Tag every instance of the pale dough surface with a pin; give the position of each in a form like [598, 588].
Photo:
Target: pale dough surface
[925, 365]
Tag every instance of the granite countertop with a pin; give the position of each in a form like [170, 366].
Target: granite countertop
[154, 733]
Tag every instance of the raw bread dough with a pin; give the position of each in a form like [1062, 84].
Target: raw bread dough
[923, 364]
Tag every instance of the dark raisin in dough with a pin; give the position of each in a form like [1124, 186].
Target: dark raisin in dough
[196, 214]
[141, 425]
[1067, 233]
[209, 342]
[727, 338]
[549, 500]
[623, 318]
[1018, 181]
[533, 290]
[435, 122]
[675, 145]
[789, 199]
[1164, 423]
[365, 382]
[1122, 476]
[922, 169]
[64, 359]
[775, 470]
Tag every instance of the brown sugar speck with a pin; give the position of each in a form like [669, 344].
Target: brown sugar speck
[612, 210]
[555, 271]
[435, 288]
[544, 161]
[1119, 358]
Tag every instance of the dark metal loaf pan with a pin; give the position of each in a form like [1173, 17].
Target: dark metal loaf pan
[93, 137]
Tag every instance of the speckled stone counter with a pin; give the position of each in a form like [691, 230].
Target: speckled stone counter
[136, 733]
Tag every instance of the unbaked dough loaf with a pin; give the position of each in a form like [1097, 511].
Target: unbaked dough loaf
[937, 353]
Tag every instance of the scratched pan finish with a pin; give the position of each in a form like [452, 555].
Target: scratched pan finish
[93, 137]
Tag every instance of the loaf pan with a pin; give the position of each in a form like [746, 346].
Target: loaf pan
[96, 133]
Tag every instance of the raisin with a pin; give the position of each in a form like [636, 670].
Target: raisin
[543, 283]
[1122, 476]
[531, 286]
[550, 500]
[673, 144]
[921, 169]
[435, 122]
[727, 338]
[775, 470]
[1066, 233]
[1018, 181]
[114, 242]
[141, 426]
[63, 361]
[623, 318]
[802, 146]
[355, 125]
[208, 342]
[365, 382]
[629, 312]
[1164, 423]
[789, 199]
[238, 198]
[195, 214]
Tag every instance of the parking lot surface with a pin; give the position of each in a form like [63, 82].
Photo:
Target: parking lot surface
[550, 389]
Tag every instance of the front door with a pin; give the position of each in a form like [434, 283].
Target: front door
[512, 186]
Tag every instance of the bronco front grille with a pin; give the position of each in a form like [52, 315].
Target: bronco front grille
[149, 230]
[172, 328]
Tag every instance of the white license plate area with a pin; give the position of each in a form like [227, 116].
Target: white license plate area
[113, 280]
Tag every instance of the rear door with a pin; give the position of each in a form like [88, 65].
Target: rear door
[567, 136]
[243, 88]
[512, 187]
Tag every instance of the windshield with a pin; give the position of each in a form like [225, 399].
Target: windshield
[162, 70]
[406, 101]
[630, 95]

# [YOUR TASK]
A faithful retyping of every entry above is the task.

# [SOLUTION TO THIS EXERCISE]
Tag every instance of the pale dough surface with a pin; give the position of each in a form like [598, 588].
Photo:
Target: pale dough surface
[925, 365]
Tag every instance of the granite countertop with a pin; give the position of each in a form like [170, 366].
Target: granite countertop
[154, 733]
Tag every instance of the raw bread dough with a pin; give the position of each in a form like [1062, 84].
Target: raw bread dough
[923, 364]
Tag every instance of the dark raisin in dough with a pin; give the position of each in a form like [1124, 186].
Target: dark raisin in dough
[196, 214]
[141, 425]
[1067, 233]
[209, 342]
[727, 338]
[549, 500]
[623, 318]
[1018, 181]
[533, 290]
[435, 122]
[675, 145]
[789, 199]
[1164, 423]
[365, 382]
[1122, 476]
[922, 169]
[64, 359]
[775, 470]
Tag every instance of the brown sugar speck with a pin; give the position of each in a form like [669, 344].
Target: brown sugar speck
[612, 210]
[555, 271]
[435, 288]
[544, 161]
[1119, 358]
Tag every instance of the dark metal loaf pan with a pin; give the position of each in a form like [1173, 17].
Target: dark metal loaf pan
[93, 137]
Tag every instance of the speckled stone counter with a pin; give the position of each in a form like [691, 230].
Target: speckled stone counter
[136, 733]
Tag every instance of the unbaked dough loaf with a pin; give the position of each in a form like [1097, 511].
Target: unbaked dough loaf
[937, 353]
Tag every instance of the scratched pan finish with a pin; give the position of each in a form like [452, 555].
Target: scratched pan finish
[93, 137]
Tag every instance of the loaf pan with a pin; give the position of each in a form like [746, 346].
Target: loaf pan
[96, 133]
Tag every instance of the raisin with a pin; give the position of each in a form like [636, 670].
Target: raisin
[543, 283]
[1122, 476]
[531, 286]
[550, 500]
[673, 144]
[921, 169]
[435, 122]
[727, 338]
[775, 470]
[1066, 233]
[1018, 181]
[114, 242]
[141, 426]
[63, 361]
[623, 318]
[802, 146]
[355, 125]
[208, 342]
[365, 382]
[629, 312]
[1164, 423]
[789, 199]
[238, 198]
[195, 214]
Tag every instance of the parking lot surface with a pin; give the position of each in a form like [63, 82].
Photo:
Target: parking lot surface
[550, 389]
Tag every instance of the front door with a pin; give the position of each in a form like [434, 283].
Target: front door
[512, 186]
Tag every instance of the bronco front grille with a pin; give the position of each in a form like [52, 315].
Target: bronco front grille
[149, 230]
[172, 328]
Tag every instance of the white license plate area with a pin; give the position of each in a form like [227, 116].
Target: white license plate area
[113, 280]
Tag every instance of the rear door with a pin; give the position of each in a form like [88, 65].
Target: rear door
[567, 136]
[243, 88]
[512, 187]
Tag every instance of the windshield with a pin; give the position of each in a form like [225, 399].
Target: windshield
[162, 70]
[406, 101]
[630, 95]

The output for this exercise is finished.